→ **EXCERPTED TEXT**
────────────────────────────────────────
/ 16 November 2001

We need to put Life back on its feet

spirit level

Cedric Mayson

What do religious people have to celebrate? Jews have just had their high season. Hindus are praying and feasting for Diwali. Bahais are commemorating the birthday of Bahula. Muslims are about to begin Ramadan. And Christmas is about to leap over the horizon with a shower of stars and angels, cribs and credit cards. What is it all about?

These celebrations all testify to a spiritual component in human experience that picks us up when everything seems to be collapsing, and stands Life back on its feet.

History is a record of the advancement of ordinary people and the collapse of the rich and powerful. We have been taught the other way round, from the conqueror’s viewpoint, which sees a social Darwinism endorsing the survival of the fittest, as one oppressor after another scrawls their name on the pages of the past in political, economic or ecclesiastical ink. It is testimony to the wishful thinking of our teachers.
────────────────────────────────────────
→ **GIVEN DATA**
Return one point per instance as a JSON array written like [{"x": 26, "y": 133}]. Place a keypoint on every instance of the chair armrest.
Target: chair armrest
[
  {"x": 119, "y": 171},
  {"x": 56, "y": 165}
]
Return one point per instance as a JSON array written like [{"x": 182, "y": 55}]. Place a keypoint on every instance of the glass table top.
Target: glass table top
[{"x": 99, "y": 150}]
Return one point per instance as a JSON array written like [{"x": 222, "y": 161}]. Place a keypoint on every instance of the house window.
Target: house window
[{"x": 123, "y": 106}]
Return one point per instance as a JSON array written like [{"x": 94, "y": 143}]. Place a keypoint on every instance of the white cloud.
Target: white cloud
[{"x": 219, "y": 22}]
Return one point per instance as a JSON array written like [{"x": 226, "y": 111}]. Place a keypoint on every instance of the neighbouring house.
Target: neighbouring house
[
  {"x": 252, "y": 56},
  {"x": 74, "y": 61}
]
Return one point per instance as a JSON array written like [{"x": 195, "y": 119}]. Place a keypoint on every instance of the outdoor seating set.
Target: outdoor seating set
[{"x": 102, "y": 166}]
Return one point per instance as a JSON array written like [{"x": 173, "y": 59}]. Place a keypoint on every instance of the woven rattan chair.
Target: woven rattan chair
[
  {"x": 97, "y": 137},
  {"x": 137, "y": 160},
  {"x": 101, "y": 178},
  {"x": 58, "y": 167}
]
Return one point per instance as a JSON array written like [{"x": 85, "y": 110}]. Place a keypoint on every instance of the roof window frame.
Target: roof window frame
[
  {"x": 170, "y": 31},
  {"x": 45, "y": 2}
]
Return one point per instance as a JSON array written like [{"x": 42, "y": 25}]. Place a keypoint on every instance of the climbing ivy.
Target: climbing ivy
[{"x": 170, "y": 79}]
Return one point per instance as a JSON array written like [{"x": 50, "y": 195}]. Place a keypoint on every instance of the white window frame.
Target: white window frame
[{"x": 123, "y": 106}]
────────────────────────────────────────
→ **WORK ORDER A**
Write out the passage of the column on religious celebrations starting with "These celebrations all" and going on through "of our teachers.".
→ **WORK ORDER B**
In the column on religious celebrations, what do the celebrations all testify to?

→ **YOUR RESPONSE A**
These celebrations all testify to a spiritual component in human experience that picks us up when everything seems to be collapsing, and stands Life back on its feet.

History is a record of the advancement of ordinary people and the collapse of the rich and powerful. We have been taught the other way round, from the conqueror’s viewpoint, which sees a social Darwinism endorsing the survival of the fittest, as one oppressor after another scrawls their name on the pages of the past in political, economic or ecclesiastical ink. It is testimony to the wishful thinking of our teachers.

→ **YOUR RESPONSE B**
They testify to a spiritual component in human experience that picks us up when everything seems to be collapsing, and stands Life back on its feet.